Task data -
-*-*-

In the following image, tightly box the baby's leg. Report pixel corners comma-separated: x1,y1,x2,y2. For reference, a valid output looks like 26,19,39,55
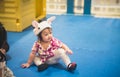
34,56,48,71
34,56,42,66
51,48,77,71
47,48,71,66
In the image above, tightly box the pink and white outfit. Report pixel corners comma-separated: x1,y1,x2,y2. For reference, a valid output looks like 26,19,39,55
32,37,71,66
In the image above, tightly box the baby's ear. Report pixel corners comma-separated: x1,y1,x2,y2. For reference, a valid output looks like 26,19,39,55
47,16,56,24
32,20,38,28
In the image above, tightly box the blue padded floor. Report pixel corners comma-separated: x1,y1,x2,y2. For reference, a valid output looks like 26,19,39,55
7,15,120,77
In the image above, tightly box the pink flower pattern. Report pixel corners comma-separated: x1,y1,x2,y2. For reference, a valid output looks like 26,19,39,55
32,37,62,63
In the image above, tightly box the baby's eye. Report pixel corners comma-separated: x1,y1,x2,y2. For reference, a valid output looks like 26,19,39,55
38,27,40,29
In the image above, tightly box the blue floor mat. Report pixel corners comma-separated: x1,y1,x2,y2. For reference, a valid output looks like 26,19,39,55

-*-*-

Could you set down the entire listing above word for word, leaving the picture out?

Exercise response -
In the following image, tightly box the baby's leg. Report pixel corners comma-separated: x1,y1,x2,y2. For reference, a valid output looks like 26,19,39,55
34,56,48,71
34,56,42,66
51,48,77,71
47,48,71,66
In the image above, tightly box the pink and white outfit. Report pixel corners comma-separated: x1,y1,x2,y2. For reference, a valid output looks like 26,19,39,55
32,37,71,66
In the image above, tightly box the baby's ear. Report pixel corners comma-separated: x1,y1,x2,y2. For reference, a valid output looks like 26,19,39,55
47,16,56,24
32,20,38,28
In the image above, tightly box the blue padded floor. Report pixel corners comma-separated: x1,y1,x2,y2. For reference, a valid output looks like 26,19,39,55
7,15,120,77
In the image above, tightly box the pink flower pattern. Report pixel corners comma-separated: x1,y1,x2,y2. For reference, a valid output looks like 26,19,39,55
32,37,62,63
In the image above, tightly box the baby's eye. Report pixel corners comma-separated: x1,y1,x2,y2. For reference, a valid output looks like 26,19,39,55
38,27,40,29
In the image above, tightly box the blue floor mat. Report pixel corners comma-separated: x1,y1,x2,y2. For reference, a valid output looks like 26,19,39,55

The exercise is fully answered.